**WORK REQUIRED:** Exclude all pictures, then restate the entries below word for word.

**GIVEN DATA:**

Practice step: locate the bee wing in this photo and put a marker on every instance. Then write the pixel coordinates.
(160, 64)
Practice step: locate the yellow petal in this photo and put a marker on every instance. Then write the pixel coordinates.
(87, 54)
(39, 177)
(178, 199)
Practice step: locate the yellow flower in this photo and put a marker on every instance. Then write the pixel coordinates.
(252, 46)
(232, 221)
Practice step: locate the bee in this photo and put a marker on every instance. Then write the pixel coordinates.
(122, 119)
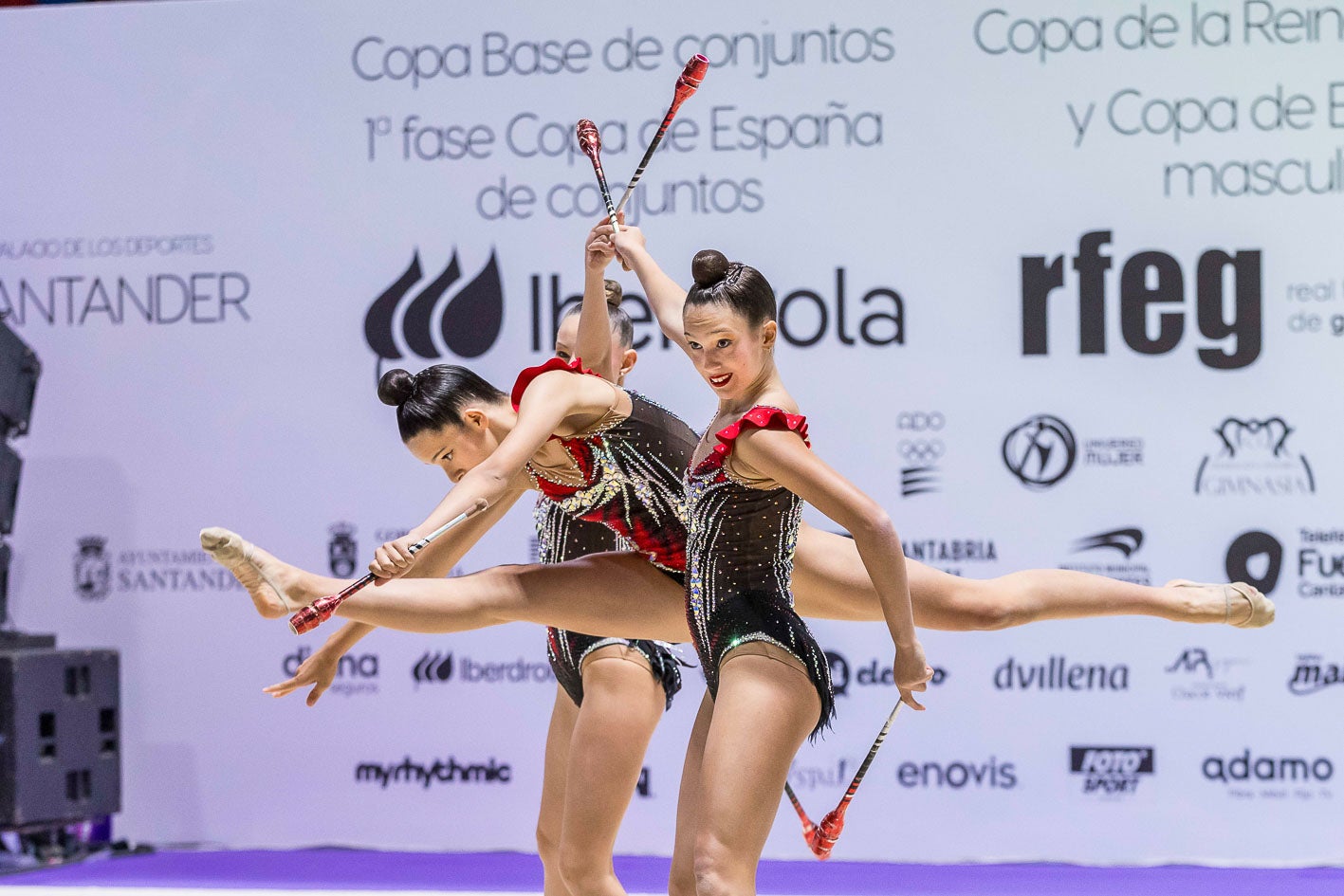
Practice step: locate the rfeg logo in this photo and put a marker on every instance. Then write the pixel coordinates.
(1153, 300)
(438, 318)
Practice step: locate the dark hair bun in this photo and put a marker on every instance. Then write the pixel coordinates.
(396, 387)
(709, 267)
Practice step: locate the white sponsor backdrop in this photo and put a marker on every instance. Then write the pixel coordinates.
(257, 174)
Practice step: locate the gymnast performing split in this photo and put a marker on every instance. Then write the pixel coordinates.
(617, 460)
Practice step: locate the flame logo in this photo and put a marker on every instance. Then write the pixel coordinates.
(433, 667)
(426, 324)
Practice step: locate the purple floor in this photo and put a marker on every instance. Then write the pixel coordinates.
(515, 872)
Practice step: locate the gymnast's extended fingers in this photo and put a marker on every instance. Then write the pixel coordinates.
(283, 688)
(316, 693)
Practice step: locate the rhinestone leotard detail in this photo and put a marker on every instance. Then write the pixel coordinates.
(629, 474)
(740, 561)
(562, 538)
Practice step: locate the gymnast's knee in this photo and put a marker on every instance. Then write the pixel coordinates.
(716, 873)
(985, 605)
(585, 870)
(547, 847)
(680, 882)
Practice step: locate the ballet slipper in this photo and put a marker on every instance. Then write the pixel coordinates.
(1261, 608)
(235, 554)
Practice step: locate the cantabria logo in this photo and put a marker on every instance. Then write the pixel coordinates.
(437, 319)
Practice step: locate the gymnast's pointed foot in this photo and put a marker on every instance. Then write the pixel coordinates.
(267, 580)
(1243, 605)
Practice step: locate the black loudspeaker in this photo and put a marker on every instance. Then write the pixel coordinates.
(60, 737)
(19, 371)
(11, 465)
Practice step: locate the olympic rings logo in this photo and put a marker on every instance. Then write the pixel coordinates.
(921, 421)
(921, 450)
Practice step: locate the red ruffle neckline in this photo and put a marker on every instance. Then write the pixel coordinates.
(761, 416)
(525, 379)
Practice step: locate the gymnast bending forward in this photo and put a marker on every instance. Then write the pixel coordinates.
(611, 692)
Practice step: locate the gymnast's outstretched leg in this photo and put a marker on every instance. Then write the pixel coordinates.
(615, 594)
(829, 583)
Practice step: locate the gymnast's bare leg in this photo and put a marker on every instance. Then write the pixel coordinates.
(829, 583)
(635, 601)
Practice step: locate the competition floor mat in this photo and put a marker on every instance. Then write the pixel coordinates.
(350, 870)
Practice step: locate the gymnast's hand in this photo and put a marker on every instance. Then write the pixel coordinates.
(629, 238)
(598, 250)
(393, 559)
(911, 673)
(318, 670)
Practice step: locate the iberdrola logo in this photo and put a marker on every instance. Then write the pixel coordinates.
(435, 319)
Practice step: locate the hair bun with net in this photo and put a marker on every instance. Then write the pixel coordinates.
(709, 267)
(396, 387)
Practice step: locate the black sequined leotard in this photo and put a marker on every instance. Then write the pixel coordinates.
(629, 474)
(562, 538)
(740, 561)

**OUTPUT OF THE TASK:**
Practice step: locate the bee wing in this photo and put a marker on every instance. Then write the pixel coordinates.
(160, 64)
Practice step: locate the yellow petal in this photo and put a marker on every instance. Then write the pixel coordinates.
(87, 54)
(39, 177)
(178, 199)
Practice step: locate the yellow flower in this photo and put a marker on every instance. Then write the pixel coordinates.
(252, 46)
(232, 221)
Practice step: locate the bee in this photo and put a marker on every instance. Then write the pixel coordinates.
(122, 119)
Practice step: locate the rfeg logo in this photo and put a marker on every instance. Then write the pixel coordinates.
(1153, 300)
(438, 318)
Practice step: locate the dark hair bun in this photo and put a marker on every instance. Then write the pixel coordinates.
(396, 387)
(709, 267)
Practice step: locate the white sponsor backdrop in this photo and put a marker on every instance. Then write the pixel coordinates.
(257, 174)
Practice step: locate the gymnast performing split in this photo and put a marker on every instance. Then write the pixel coordinates.
(617, 460)
Practice step: locate the flame logo in this photo and put a marker on every instance. Then write the pixel coordinates.
(433, 667)
(426, 324)
Practice step: locate the purple floor in this photo and put a marker on every instance. Then write the pixel coordinates.
(515, 872)
Practice step: locate the gymnast's extended fingers in this photo and put a marker on every instance. Then write the pixel coordinates.
(283, 688)
(316, 693)
Practice step: locate the rhinestone leotard detail in this photo and put a marker on every instance. Then write the pixel coordinates.
(629, 474)
(740, 561)
(562, 538)
Practice step: locate the gymnast's knee in this photo and put a marker on every instance. Then write the pixel coordinates.
(716, 873)
(985, 605)
(585, 870)
(547, 847)
(680, 882)
Practice step: locate the ballet slipper in this photo and put a marker on every instance. Then write the pixel coordinates.
(1261, 608)
(235, 554)
Practice step: locate the cantabria logo in this photo and put a marker on every instance. Then write the pixel coordinates.
(437, 319)
Practice step: locate the gymnast's pointed foot in this photo and put a marker on every instance. Then write the pixel coordinates.
(267, 580)
(1243, 605)
Practice step: locate the black loudspeaker in this photo and put a marker on every instance. Then write the pixel coordinates.
(60, 737)
(19, 371)
(11, 465)
Practice step: locate the olympic rings logo in this photo and put a marker on every instance. Then write the pixel coordinates.
(921, 421)
(921, 450)
Practice step: locate the red ruffle neckline in this photo and put a marker on every instance. Then write the pixel coordinates.
(761, 416)
(525, 379)
Practice step: locate the gymnast bending forward in this photo and put a marker on every instance. Then write the pixel coordinates.
(611, 692)
Practice step: locate the gymnast's outstretched leg in this photo and put a marker on every instance. Then write the pixel coordinates.
(615, 594)
(829, 583)
Practice step: locate the gymnast's bare leg in this photo and put a marker on every instance. Then write the pixel coordinates.
(829, 583)
(635, 601)
Practice step: locate the competition floor mat in this photo and put a marker on every instance. Then write the pixel coordinates.
(350, 870)
Practice step: locate the gymnast's hand in this photo and put a marker on every instance. Then write the pixel coordinates.
(629, 238)
(598, 250)
(393, 559)
(911, 673)
(318, 670)
Practice step: locate the iberdrola logo in this photo and put a marker on every instance. Then write the pixel coordinates.
(435, 319)
Practice step: locate the hair bun with net in this photo and put a marker on every instance. Then write the pixel coordinates.
(709, 267)
(396, 387)
Practice step: locate the black sequined leotard in this photo and put a marker on every instance. Then write the pixel coordinates.
(629, 474)
(562, 538)
(740, 561)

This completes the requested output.